### Instructions to follow:
With the string "like" as the filter, copy each matching line from the records.

### Material provided:
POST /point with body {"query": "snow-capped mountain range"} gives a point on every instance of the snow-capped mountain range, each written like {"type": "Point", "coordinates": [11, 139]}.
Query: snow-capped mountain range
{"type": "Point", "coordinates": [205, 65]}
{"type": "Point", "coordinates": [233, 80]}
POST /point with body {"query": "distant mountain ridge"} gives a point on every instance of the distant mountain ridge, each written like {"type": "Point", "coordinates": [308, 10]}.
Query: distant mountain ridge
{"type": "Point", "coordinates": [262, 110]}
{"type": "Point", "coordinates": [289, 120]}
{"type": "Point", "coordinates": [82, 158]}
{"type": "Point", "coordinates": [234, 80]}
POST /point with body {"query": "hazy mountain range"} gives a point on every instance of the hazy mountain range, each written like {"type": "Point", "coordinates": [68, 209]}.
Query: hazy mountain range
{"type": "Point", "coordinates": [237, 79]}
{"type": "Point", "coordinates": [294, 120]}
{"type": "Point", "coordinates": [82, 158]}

### Answer box:
POST /point with body {"query": "snow-capped mountain range"} gives a point on every instance of the snow-capped mountain range, each written like {"type": "Point", "coordinates": [11, 139]}.
POST /point with body {"query": "distant mountain ridge"} gives a point on every instance of the distant mountain ridge, each written like {"type": "Point", "coordinates": [308, 10]}.
POST /point with body {"query": "hazy mountain range"} gives a point on every instance of the hazy mountain range, each written like {"type": "Point", "coordinates": [68, 209]}.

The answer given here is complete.